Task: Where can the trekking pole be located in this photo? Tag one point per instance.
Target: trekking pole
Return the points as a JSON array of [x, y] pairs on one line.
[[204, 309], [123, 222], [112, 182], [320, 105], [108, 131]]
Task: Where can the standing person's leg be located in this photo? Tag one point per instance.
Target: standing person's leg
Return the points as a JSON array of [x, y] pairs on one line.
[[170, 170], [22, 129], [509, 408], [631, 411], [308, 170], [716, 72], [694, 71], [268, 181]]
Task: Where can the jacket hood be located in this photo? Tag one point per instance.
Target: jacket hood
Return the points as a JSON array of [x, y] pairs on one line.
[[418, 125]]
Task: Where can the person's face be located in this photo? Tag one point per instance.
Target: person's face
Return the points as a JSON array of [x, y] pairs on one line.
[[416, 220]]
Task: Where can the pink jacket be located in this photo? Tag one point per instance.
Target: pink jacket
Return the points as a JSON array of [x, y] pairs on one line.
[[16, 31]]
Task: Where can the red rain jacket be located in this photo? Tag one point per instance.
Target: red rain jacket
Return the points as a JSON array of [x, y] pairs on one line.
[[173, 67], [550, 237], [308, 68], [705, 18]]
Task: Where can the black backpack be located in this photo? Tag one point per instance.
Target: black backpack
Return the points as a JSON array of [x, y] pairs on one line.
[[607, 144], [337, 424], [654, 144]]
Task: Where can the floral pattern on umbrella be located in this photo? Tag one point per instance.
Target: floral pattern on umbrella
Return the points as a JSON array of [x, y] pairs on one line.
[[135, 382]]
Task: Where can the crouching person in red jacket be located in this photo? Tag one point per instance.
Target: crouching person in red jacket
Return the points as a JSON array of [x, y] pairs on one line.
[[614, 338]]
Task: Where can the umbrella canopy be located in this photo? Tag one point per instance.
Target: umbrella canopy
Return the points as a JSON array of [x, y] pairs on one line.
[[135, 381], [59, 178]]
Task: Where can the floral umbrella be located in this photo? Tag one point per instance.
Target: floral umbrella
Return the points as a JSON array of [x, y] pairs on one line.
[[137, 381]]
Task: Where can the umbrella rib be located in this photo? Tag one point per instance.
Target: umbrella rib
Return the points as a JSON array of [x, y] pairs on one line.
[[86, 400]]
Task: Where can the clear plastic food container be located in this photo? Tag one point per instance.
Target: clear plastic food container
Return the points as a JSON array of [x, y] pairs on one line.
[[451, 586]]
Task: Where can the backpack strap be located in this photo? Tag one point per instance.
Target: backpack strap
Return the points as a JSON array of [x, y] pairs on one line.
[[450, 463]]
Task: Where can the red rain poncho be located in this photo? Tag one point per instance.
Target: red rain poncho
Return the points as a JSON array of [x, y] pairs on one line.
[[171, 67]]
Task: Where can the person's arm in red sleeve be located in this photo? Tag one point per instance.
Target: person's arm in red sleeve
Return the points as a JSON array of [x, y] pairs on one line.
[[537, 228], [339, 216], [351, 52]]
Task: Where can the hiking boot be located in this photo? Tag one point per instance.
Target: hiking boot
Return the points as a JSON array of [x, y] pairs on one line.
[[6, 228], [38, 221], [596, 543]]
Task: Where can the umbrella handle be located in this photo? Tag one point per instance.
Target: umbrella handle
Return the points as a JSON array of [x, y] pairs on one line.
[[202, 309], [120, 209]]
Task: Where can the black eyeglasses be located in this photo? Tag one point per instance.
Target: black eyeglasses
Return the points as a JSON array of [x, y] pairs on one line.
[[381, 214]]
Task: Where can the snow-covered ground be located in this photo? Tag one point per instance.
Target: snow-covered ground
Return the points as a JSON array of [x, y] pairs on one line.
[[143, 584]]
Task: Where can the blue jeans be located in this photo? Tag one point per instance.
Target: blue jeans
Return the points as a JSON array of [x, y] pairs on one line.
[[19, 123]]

★ ★ ★ ★ ★ ★ ★

▸ **To be done**
Repeat the records word for word, from the line with "Task: Where can the floral umbrella" up to and including the line with "[[86, 400]]".

▸ **Solution to this exercise**
Task: Where can the floral umbrella be located in this photo? Tag one point per instance.
Target: floral umbrella
Return the points as a JSON array of [x, y] pairs on one line.
[[137, 381]]
Task: Where can the umbrella rib be located in this photo? Tag one point per instance.
Target: umbrella rib
Return the points as a JSON array of [x, y] pairs on one line.
[[86, 400]]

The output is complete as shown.